Lecture 3.4
Underfitting & Overfitting
After this lecture you should be able to:
- Define underfitting and overfitting in terms of training and test error, and give an example of each for polynomial regression.
- Explain why overfitting produces large weight values and why this is a diagnostic sign of an over-complex model.
- Sketch the training error and test error as functions of model complexity (order $M$), and explain the shape of each curve.
- Define the generalization gap and explain what a large gap implies about model reliability.
- Describe the two characteristic patterns in the (train error, test error) plane that signal underfitting and overfitting respectively.
- Explain intuitively why gathering more data reduces overfitting.
Linear regression with basis functions gives us control over model complexity — a polynomial of order 1 is very rigid, while one of order 9 can represent almost any smooth function. This flexibility is a double-edged sword. Choosing $M$ too small or too large leads to two distinct failure modes: underfitting and overfitting.
1. Two Failure Modes
Consider fitting polynomials of increasing order $M$ to a small dataset drawn from a sine wave (the "true" function). The MLE solution minimizes the sum of squared errors on the training data.
| Underfitting ($M$ too small) | Overfitting ($M$ too large) | |
|---|---|---|
| Training error | High | Near zero |
| Test error | High | Very high |
| Generalization gap | Small | Large |
| Model behaviour | Too rigid; cannot capture data structure | Memorizes noise; does not generalize |
| Weight magnitudes | Moderate | Very large |
2. Why Overfitting Produces Large Weights
An order-9 polynomial could represent the same smooth function as an order-3 polynomial — the order-3 basis is a subspace of the order-9 basis. But MLE minimizes the training SSE, not the true error. With enough parameters and few data points, the optimizer finds a solution that passes exactly through every training point by using extreme weight values that cancel and amplify each other. The result is a wildly oscillating function that has zero training error but terrible generalization.

■ **TASK OBJECTIVE**:
Reproduce the lecture text on underfitting and overfitting verbatim, between "- Explain why" and "data reduces overfitting.", inclusive.

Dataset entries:
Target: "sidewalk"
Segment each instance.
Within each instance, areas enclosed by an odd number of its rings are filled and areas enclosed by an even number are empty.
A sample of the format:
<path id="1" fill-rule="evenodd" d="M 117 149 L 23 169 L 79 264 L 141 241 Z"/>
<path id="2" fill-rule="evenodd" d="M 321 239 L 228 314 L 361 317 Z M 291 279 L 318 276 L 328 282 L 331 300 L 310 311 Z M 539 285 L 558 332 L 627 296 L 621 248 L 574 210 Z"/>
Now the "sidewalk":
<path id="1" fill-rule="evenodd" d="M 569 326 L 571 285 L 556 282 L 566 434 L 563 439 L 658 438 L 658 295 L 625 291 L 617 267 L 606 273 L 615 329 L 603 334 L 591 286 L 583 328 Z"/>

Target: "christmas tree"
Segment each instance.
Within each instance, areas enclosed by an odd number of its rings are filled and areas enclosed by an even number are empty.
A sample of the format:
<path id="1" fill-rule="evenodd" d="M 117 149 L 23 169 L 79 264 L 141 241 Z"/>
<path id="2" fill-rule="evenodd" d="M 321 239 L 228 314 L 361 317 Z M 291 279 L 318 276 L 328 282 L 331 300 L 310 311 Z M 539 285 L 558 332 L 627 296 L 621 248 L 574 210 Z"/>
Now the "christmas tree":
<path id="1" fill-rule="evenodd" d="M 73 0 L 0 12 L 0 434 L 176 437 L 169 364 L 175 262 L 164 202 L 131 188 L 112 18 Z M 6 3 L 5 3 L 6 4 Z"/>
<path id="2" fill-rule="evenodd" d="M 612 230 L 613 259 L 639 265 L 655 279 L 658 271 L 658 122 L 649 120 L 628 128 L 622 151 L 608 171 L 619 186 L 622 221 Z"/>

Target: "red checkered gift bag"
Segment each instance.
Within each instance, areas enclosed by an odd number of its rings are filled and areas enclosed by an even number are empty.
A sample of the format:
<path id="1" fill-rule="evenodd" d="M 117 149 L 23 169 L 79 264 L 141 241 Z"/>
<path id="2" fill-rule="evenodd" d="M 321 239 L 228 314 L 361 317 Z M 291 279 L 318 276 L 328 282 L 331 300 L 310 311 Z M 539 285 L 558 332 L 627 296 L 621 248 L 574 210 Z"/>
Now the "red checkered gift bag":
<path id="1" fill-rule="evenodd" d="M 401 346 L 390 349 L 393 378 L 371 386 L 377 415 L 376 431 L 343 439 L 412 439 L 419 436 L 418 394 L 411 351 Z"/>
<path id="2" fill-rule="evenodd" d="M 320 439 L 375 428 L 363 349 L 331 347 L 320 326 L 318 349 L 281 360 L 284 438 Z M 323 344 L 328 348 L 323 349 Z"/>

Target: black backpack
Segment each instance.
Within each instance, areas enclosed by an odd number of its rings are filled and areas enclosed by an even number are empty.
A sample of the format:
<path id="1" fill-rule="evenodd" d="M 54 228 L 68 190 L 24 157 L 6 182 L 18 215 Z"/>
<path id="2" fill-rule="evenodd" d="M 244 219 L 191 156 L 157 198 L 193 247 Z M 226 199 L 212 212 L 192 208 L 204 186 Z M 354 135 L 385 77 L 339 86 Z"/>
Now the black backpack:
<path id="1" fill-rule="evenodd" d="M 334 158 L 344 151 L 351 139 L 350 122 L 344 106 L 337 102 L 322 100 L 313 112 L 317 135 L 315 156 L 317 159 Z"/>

■ **ANSWER FOR THIS EXERCISE**:
- Explain why overfitting produces large weight values and why this is a diagnostic sign of an over-complex model.
- Sketch the training error and test error as functions of model complexity (order $M$), and explain the shape of each curve.
- Define the generalization gap and explain what a large gap implies about model reliability.
- Describe the two characteristic patterns in the (train error, test error) plane that signal underfitting and overfitting respectively.
- Explain intuitively why gathering more data reduces overfitting.